Stated problem 1: In the differential equations text, change "website" to "web page" and give the passage again, starting at "Definition: differential equation" and ending at "on this topic.".

Reading text:

#####

Calculus is the mathematics of change, and rates of change are expressed by derivatives. Thus, one of the most common ways to use calculus is to set up an equation containing an unknown function \(y=f(x)\) and its derivative, known as a differential equation. Solving such equations often provides information about how quantities change and frequently provides insight into how and why the changes occur.

Techniques for solving differential equations can take many different forms, including direct solution, use of graphs, or computer calculations. We introduce the main ideas in this chapter and describe them in a little more detail later in the course. In this section we study what differential equations are, how to verify their solutions, some methods that are used for solving them, and some examples of common and useful equations.

General Differential Equations

Consider the equation \(y′=3x^2,\) which is an example of a differential equation because it includes a derivative. There is a relationship between the variables \(x\) and \(y:y\) is an unknown function of \(x\). Furthermore, the left-hand side of the equation is the derivative of \(y\). Therefore we can interpret this equation as follows: Start with some function \(y=f(x)\) and take its derivative. The answer must be equal to \(3x^2\). What function has a derivative that is equal to \(3x^2\)? One such function is \(y=x^3\), so this function is considered a solution to a differential equation.

Definition: differential equation

A differential equation is an equation involving an unknown function \(y=f(x)\) and one or more of its derivatives. A solution to a differential equation is a function \(y=f(x)\) that satisfies the differential equation when \(f\) and its derivatives are substituted into the equation.

Go to this website to explore more on this topic.

Some examples of differential equations and their solutions appear in Table \(\PageIndex{1}\).

Note that a solution to a differential equation is not necessarily unique, primarily because the derivative of a constant is zero. For example, \(y=x^2+4\) is also a solution to the first differential equation in Table \(\PageIndex{1}\). We will return to this idea a little bit later in this section. For now, let’s focus on what it means for a function to be a solution to a differential equation.

#####

Data shown:
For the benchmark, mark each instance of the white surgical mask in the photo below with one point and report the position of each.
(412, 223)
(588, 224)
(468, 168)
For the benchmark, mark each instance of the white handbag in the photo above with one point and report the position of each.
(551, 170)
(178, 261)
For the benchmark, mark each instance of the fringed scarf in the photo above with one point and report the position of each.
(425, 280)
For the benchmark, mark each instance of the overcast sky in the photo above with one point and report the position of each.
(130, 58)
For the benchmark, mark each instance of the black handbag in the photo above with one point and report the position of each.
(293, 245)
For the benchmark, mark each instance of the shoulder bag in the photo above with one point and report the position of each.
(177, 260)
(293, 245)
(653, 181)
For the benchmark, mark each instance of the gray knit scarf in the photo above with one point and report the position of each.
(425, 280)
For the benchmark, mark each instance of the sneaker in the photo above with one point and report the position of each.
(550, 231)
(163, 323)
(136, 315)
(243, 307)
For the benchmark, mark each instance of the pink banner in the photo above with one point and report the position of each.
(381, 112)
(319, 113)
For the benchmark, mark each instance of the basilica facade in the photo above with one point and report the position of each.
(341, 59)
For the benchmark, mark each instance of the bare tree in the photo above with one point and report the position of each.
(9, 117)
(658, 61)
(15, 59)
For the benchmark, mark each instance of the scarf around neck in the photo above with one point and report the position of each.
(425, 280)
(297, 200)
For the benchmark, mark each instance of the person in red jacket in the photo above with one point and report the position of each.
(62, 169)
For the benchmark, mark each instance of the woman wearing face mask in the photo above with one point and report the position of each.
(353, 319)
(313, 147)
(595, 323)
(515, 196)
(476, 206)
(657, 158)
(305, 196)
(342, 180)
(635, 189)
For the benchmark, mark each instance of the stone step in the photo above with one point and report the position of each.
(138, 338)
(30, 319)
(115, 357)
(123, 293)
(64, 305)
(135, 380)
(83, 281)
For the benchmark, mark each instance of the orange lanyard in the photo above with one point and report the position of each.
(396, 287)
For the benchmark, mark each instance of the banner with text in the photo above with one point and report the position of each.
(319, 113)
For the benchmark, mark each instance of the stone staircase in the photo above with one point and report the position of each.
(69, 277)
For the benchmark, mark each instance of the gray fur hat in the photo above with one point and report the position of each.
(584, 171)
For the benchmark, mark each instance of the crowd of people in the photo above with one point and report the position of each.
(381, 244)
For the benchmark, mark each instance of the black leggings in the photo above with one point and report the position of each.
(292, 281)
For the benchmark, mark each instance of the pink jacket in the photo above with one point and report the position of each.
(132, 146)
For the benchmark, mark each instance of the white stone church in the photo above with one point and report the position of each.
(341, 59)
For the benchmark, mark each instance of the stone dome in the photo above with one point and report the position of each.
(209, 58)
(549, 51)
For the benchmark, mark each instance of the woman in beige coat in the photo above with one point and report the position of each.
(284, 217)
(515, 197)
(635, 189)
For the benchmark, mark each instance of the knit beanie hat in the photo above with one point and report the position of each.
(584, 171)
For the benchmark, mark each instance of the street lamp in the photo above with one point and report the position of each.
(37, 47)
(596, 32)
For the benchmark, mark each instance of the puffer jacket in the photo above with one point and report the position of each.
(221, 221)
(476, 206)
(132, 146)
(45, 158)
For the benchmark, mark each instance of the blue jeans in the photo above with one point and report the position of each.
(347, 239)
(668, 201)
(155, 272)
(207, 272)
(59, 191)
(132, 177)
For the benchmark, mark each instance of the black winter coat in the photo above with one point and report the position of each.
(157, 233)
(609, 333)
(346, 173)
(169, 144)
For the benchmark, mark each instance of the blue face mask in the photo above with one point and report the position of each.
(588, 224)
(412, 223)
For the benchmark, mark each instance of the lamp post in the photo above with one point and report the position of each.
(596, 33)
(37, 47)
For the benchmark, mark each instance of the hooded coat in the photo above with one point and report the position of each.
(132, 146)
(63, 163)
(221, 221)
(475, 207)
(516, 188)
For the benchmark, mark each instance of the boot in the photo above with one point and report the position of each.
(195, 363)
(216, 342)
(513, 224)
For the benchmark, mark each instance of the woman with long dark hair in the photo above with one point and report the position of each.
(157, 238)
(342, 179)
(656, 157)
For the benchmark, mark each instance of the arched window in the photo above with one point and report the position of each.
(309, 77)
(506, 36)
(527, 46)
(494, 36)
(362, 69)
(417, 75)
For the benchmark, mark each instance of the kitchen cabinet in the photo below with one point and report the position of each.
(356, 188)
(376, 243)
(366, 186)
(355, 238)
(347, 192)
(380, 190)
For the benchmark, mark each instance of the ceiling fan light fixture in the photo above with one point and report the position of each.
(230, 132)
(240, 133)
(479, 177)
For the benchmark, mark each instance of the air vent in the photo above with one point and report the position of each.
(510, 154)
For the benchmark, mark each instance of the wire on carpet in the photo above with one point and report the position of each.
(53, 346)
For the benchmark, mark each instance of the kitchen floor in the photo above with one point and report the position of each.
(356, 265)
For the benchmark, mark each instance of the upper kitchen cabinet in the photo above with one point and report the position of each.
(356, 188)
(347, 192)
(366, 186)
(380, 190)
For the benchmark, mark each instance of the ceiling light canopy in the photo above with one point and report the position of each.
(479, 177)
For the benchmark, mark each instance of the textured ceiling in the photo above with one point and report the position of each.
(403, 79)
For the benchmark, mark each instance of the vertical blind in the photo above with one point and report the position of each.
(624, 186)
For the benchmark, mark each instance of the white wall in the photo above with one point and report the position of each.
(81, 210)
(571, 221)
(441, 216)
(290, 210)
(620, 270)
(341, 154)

#####

Stated problem 2: Format the records as a numbered list, starting at the line that contains "For the benchmark, mark each instance of the vertical" and ending at the last line of the records. Leave out blank lines.

Exercise result 1:
Definition: differential equation

A differential equation is an equation involving an unknown function \(y=f(x)\) and one or more of its derivatives. A solution to a differential equation is a function \(y=f(x)\) that satisfies the differential equation when \(f\) and its derivatives are substituted into the equation.

Go to this web page to explore more on this topic.

Exercise result 2:
1. For the benchmark, mark each instance of the vertical blind in the photo above with one point and report the position of each.
2. (624, 186)
3. For the benchmark, mark each instance of the white wall in the photo above with one point and report the position of each.
4. (81, 210)
5. (571, 221)
6. (441, 216)
7. (290, 210)
8. (620, 270)
9. (341, 154)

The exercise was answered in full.